__Directions__:
[1] According to the jathropha farming article, how much money is needed to optimally cultivate a hectare of the crop?
[2] Could you repeat the jathropha farming article from "Jathropha farming embraced" to "oil and medicines.", swapping "weeding" for "pruning"?

__Provided text__:

■ ■ ■ ■

Jathropha farming embraced by farmers in Jigawa State during the administration of then governor Saminu Turaki, in 2014, has been abandoned owing to lack of market.
Jathropha is a crop that does not require much to manage; it only needs weeding at the beginning of cropping.
Experts say jathropha can be used to produce some medicines as well as fossil oil.
One does not require more than N100,000 to optimally cultivate a hectare of jathropha.
When the crop was introduced to farmers in the state, they were told that there would be ready market for their produce as off-takers from abroad had indicated interest in the produce. They were encouraged to go into the cultivation of the crop having been told that the produce was needed for the production of fossil oil and medicines.
But to their disappointment, after cultivating the crop for two years, they were stucked with the commodity as nobody came to them to buy it.
Failure by government to provide off-takers for the farmers as earlier promised led to the collapse of jathropha farming in the state.
When the programme for cultivating the crop was introduced, all the 27 local government councils in the state were also directed to plant jathropha crops along the major streets of the headquarters as a means of beautifying the landscape.
But following the non-viability of the programme, most of the farmers abandoned it. The project in the councils’ headquarters also suffered same fate as the beautiful Jathropha landscape has disappeared.
However, there are few farmers, largely big time farmers that still cultivate the crop in the state.
One of such farmers is the former Inspector-General of Police, Hafiz Ringim, who is said to have several hectares of the crop.
But all efforts by our reporter to speak to him on how he is farming the crop despite the present market scenario proved abortive as he declined to comment.
The former police boss asked this reporter to speak to his farm manager, who also refused to talk.
But the state chairman of All Farmers Association of Nigeria (AFAN), Maianguwa Jaga, told Daily Trust that a year after the crop was introduced in the state, its farming collapsed.
He said when it was introduced; many embraced it because they were assured of ready market. He, however, lamented that at first harvest, those who cultivated it were disappointed as the promised off-takers failed to turn up.
To compound the unfulfilled promise of off-takers for the commodity, there is no local market for the produce, making those that produced it in large quantities to incur losses, the AFAN chairman added.
“The jathropha farming programme was introduced in the state around 2014, during the administration of former governor Saminu Turaki.
“The programme did not last beyond a year because after the first harvest, farmers were forced to abandon the cultivation of the crop because what they produced is still with them without market for it.”

■ ■ ■ ■

__Supplied data__:
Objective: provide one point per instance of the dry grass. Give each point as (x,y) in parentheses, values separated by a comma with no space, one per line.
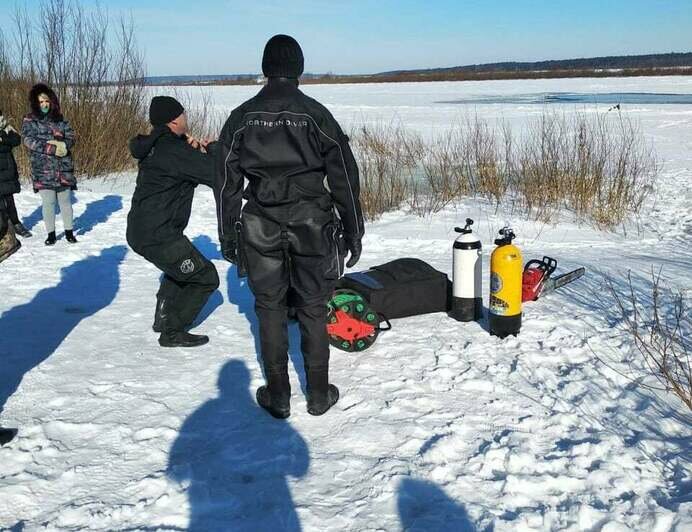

■ ■ ■ ■

__Expected results__:
[1] No more than N100,000.

[2]
Jathropha farming embraced by farmers in Jigawa State during the administration of then governor Saminu Turaki, in 2014, has been abandoned owing to lack of market.
Jathropha is a crop that does not require much to manage; it only needs pruning at the beginning of cropping.
Experts say jathropha can be used to produce some medicines as well as fossil oil.
One does not require more than N100,000 to optimally cultivate a hectare of jathropha.
When the crop was introduced to farmers in the state, they were told that there would be ready market for their produce as off-takers from abroad had indicated interest in the produce. They were encouraged to go into the cultivation of the crop having been told that the produce was needed for the production of fossil oil and medicines.